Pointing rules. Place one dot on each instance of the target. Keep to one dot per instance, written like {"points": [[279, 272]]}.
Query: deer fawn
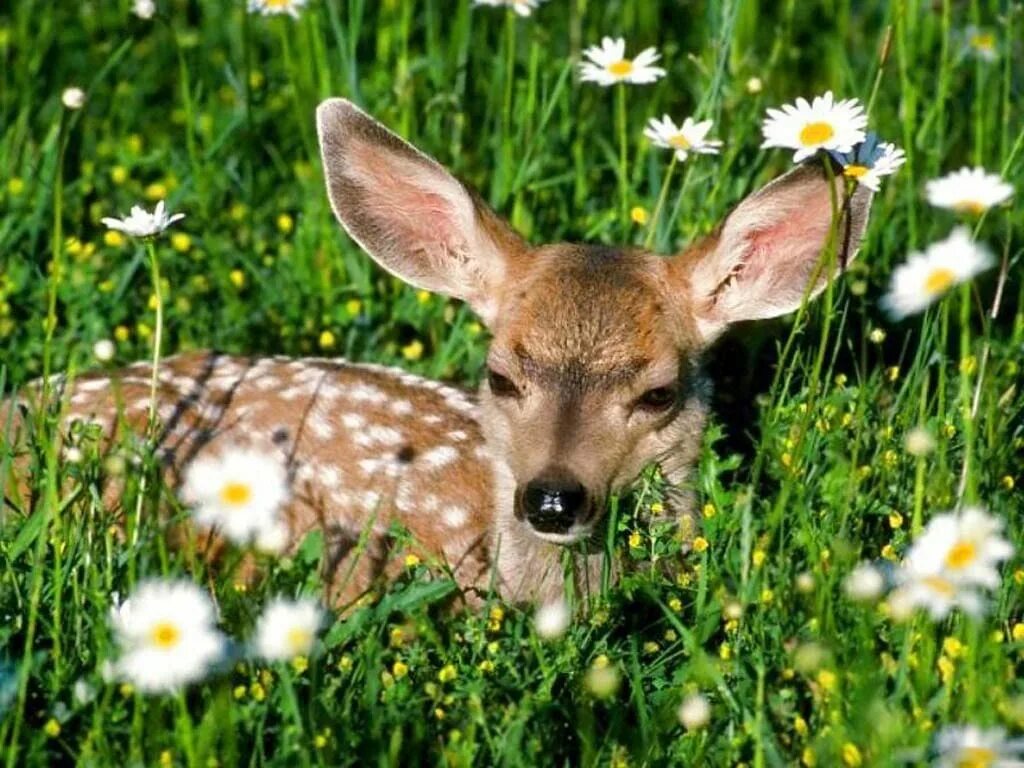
{"points": [[593, 372]]}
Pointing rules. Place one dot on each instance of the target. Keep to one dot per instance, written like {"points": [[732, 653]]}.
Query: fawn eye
{"points": [[658, 398], [501, 386]]}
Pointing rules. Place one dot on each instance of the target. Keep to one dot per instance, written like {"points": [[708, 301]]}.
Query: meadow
{"points": [[839, 433]]}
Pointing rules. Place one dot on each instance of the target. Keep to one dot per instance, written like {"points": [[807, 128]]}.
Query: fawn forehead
{"points": [[591, 311]]}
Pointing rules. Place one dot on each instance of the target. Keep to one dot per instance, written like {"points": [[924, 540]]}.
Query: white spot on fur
{"points": [[93, 386], [353, 421], [330, 477], [267, 383]]}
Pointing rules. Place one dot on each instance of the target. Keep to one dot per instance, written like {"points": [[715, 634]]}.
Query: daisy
{"points": [[968, 190], [276, 7], [869, 161], [552, 620], [966, 547], [167, 634], [928, 275], [934, 593], [608, 65], [981, 43], [141, 223], [522, 7], [143, 8], [73, 98], [240, 493], [288, 629], [969, 745], [694, 712], [823, 124], [688, 137]]}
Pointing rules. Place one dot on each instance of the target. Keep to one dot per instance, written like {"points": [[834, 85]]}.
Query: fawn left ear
{"points": [[410, 214], [763, 257]]}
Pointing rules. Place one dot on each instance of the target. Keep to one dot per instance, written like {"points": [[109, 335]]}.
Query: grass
{"points": [[803, 472]]}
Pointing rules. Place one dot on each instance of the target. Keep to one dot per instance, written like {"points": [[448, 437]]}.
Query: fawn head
{"points": [[593, 364]]}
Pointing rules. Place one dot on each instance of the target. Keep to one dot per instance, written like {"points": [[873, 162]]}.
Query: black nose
{"points": [[551, 506]]}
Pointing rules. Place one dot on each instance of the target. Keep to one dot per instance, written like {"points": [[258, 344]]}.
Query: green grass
{"points": [[803, 472]]}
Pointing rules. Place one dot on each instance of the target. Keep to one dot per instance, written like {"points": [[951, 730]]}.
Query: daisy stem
{"points": [[509, 73], [920, 464], [624, 193], [967, 491], [185, 726], [655, 217], [292, 704], [158, 334]]}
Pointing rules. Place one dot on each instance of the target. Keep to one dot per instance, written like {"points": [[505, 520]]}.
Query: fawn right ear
{"points": [[410, 214]]}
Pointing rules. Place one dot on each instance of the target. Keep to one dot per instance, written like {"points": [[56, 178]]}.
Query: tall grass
{"points": [[803, 473]]}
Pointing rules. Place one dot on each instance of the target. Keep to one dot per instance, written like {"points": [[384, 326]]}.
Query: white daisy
{"points": [[966, 547], [240, 493], [276, 7], [869, 161], [552, 620], [688, 137], [140, 223], [167, 635], [694, 712], [73, 98], [103, 350], [522, 7], [823, 124], [981, 43], [933, 593], [968, 190], [144, 9], [928, 275], [288, 629], [608, 65], [970, 747]]}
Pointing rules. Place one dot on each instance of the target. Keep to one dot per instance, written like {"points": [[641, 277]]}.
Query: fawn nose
{"points": [[553, 505]]}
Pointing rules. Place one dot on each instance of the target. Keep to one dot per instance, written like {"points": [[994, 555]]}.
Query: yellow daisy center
{"points": [[940, 585], [975, 757], [939, 280], [298, 639], [622, 68], [983, 41], [962, 554], [165, 635], [236, 494], [816, 133], [970, 206]]}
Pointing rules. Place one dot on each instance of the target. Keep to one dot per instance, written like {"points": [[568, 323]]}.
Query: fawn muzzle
{"points": [[554, 505]]}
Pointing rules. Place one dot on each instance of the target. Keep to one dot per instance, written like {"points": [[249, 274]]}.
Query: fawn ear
{"points": [[762, 258], [410, 214]]}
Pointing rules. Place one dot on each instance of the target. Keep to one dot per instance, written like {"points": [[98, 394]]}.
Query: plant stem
{"points": [[624, 187], [655, 217]]}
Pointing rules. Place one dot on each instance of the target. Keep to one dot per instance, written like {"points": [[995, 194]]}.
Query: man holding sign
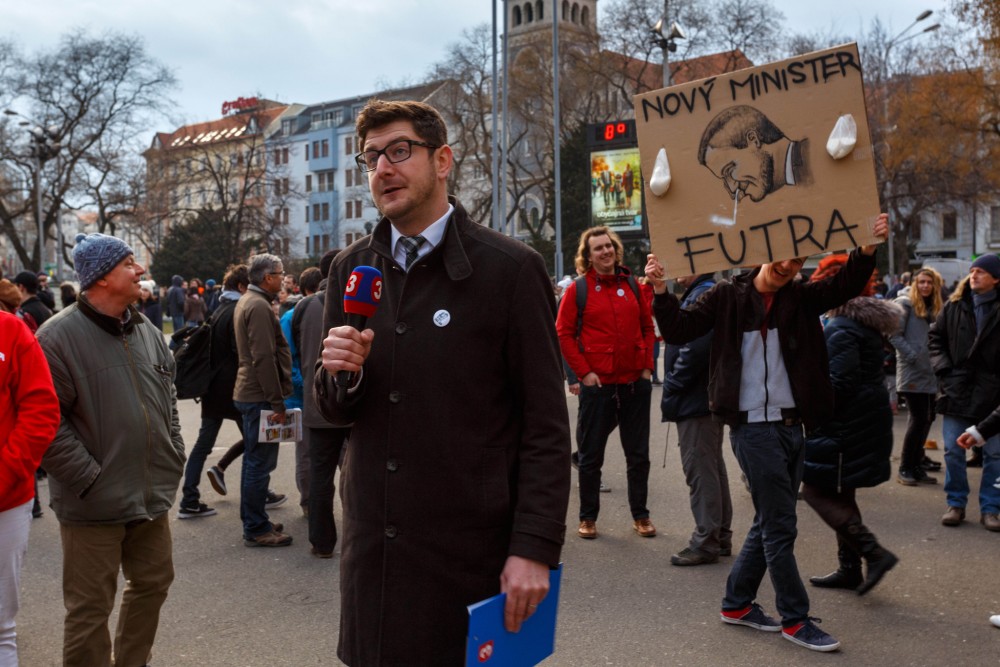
{"points": [[768, 381]]}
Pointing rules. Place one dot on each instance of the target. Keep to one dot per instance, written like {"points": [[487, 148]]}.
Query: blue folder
{"points": [[490, 645]]}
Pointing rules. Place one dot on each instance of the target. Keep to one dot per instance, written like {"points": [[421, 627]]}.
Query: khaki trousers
{"points": [[92, 557]]}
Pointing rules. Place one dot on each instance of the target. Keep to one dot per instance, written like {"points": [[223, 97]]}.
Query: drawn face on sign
{"points": [[752, 157], [746, 172]]}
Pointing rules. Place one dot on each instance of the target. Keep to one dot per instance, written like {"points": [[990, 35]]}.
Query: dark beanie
{"points": [[95, 255], [10, 296], [988, 263]]}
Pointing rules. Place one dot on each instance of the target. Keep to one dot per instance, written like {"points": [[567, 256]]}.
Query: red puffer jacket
{"points": [[29, 411], [617, 336]]}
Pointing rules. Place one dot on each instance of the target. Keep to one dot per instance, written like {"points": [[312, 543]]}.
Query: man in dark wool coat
{"points": [[456, 480]]}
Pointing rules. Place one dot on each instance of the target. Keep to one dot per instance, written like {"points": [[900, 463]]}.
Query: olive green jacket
{"points": [[118, 455]]}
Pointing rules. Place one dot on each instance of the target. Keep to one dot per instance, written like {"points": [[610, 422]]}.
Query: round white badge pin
{"points": [[442, 318]]}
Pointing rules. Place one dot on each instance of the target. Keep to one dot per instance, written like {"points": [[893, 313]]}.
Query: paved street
{"points": [[623, 603]]}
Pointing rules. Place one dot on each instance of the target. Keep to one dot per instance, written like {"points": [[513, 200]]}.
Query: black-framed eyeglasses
{"points": [[397, 151]]}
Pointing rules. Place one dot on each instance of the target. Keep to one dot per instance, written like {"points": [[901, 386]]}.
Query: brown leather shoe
{"points": [[269, 539], [953, 517], [644, 527], [587, 529]]}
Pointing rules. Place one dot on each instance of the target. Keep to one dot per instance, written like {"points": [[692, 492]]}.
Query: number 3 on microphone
{"points": [[352, 285]]}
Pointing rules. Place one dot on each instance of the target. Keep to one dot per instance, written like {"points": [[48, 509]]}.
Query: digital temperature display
{"points": [[614, 131]]}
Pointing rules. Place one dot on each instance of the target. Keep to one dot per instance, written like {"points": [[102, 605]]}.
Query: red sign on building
{"points": [[239, 104]]}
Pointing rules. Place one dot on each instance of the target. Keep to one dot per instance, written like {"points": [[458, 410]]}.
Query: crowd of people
{"points": [[455, 478]]}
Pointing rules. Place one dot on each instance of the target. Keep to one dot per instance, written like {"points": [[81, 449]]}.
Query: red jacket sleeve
{"points": [[566, 330], [32, 415]]}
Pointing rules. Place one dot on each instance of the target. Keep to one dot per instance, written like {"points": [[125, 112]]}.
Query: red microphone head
{"points": [[363, 291]]}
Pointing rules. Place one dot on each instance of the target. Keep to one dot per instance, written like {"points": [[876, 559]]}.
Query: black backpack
{"points": [[193, 358]]}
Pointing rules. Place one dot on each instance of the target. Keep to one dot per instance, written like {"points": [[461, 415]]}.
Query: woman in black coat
{"points": [[852, 450]]}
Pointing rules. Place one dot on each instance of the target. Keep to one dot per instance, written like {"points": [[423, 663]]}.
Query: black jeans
{"points": [[771, 456], [626, 405], [325, 445], [918, 425]]}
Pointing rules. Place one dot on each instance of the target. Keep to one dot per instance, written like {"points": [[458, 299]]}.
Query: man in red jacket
{"points": [[28, 421], [611, 351]]}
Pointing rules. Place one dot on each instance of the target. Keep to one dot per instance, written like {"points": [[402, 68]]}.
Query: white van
{"points": [[951, 270]]}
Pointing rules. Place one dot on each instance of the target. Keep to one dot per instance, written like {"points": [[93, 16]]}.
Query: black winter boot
{"points": [[848, 575], [878, 559]]}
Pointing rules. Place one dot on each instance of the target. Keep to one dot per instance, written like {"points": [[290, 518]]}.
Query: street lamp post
{"points": [[45, 145], [665, 38], [898, 39]]}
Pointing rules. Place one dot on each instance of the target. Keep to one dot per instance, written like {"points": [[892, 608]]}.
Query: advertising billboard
{"points": [[616, 189]]}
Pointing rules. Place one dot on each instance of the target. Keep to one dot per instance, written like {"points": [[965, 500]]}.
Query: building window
{"points": [[949, 225], [325, 181]]}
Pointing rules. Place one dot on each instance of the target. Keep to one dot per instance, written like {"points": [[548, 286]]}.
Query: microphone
{"points": [[361, 298]]}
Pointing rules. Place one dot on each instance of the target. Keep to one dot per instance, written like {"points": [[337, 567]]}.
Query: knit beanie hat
{"points": [[988, 263], [10, 296], [95, 255]]}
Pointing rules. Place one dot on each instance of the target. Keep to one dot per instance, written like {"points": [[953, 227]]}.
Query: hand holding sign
{"points": [[880, 230], [655, 274]]}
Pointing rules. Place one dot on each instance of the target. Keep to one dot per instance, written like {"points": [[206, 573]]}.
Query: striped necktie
{"points": [[411, 244]]}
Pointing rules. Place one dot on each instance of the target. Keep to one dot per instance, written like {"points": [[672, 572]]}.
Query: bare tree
{"points": [[94, 95]]}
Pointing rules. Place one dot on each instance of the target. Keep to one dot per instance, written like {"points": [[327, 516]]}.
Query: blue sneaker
{"points": [[752, 617], [807, 634]]}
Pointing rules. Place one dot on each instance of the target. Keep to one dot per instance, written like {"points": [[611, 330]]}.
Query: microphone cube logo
{"points": [[363, 291]]}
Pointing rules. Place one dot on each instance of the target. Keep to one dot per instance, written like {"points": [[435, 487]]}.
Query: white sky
{"points": [[315, 50]]}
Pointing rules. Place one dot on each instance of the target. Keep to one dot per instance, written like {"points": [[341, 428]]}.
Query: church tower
{"points": [[530, 22]]}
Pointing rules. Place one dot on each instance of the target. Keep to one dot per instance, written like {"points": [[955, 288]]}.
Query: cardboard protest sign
{"points": [[751, 178]]}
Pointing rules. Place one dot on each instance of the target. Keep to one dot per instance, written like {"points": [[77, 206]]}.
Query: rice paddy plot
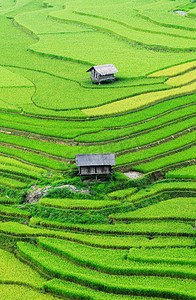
{"points": [[182, 79], [12, 183], [14, 271], [89, 53], [106, 135], [77, 203], [171, 255], [126, 32], [112, 261], [38, 23], [185, 156], [161, 187], [36, 159], [138, 101], [16, 98], [127, 285], [153, 152], [68, 94], [175, 70], [18, 292], [175, 209], [161, 228], [187, 172], [165, 16]]}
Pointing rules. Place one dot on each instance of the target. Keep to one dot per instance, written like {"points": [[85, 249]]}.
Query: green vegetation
{"points": [[78, 204], [169, 255], [188, 172], [121, 194], [65, 269], [62, 238], [14, 271], [172, 209]]}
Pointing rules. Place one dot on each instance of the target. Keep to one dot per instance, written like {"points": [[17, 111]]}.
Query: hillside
{"points": [[119, 238]]}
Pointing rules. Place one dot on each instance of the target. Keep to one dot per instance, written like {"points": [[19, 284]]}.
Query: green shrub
{"points": [[172, 209]]}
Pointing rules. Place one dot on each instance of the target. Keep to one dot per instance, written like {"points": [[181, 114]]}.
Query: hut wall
{"points": [[96, 76], [92, 170]]}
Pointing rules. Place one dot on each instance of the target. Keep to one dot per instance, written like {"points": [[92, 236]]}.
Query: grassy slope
{"points": [[154, 52]]}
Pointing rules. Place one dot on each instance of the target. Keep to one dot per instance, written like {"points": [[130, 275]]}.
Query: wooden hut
{"points": [[102, 73], [95, 164]]}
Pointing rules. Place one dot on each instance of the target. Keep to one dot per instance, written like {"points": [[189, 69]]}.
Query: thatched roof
{"points": [[97, 159], [104, 69]]}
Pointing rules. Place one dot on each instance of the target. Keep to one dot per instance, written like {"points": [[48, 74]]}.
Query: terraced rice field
{"points": [[112, 239]]}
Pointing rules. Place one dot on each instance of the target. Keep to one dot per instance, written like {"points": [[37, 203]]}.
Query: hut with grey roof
{"points": [[95, 164], [102, 73]]}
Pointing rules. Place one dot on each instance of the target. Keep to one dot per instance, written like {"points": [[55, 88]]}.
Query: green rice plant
{"points": [[76, 291], [138, 101], [13, 162], [52, 132], [160, 187], [68, 89], [19, 171], [146, 38], [77, 203], [112, 261], [169, 255], [10, 79], [16, 97], [182, 79], [7, 200], [106, 134], [13, 211], [29, 20], [172, 209], [34, 158], [12, 183], [133, 237], [14, 271], [127, 285], [163, 228], [15, 291], [175, 70], [121, 194], [162, 149], [183, 156], [158, 14], [187, 172], [128, 16], [117, 121], [70, 151]]}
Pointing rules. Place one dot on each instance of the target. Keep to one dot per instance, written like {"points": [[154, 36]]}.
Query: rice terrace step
{"points": [[97, 149]]}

━━━━━━━━━━━━━━━━━━━━━━━━━━━━━━

Pick out every line in the records above that contains the word "coat" and copy each such line in full. The match is case-sensitive.

» **Final result**
Query: man in dark wool coat
Query: woman in black coat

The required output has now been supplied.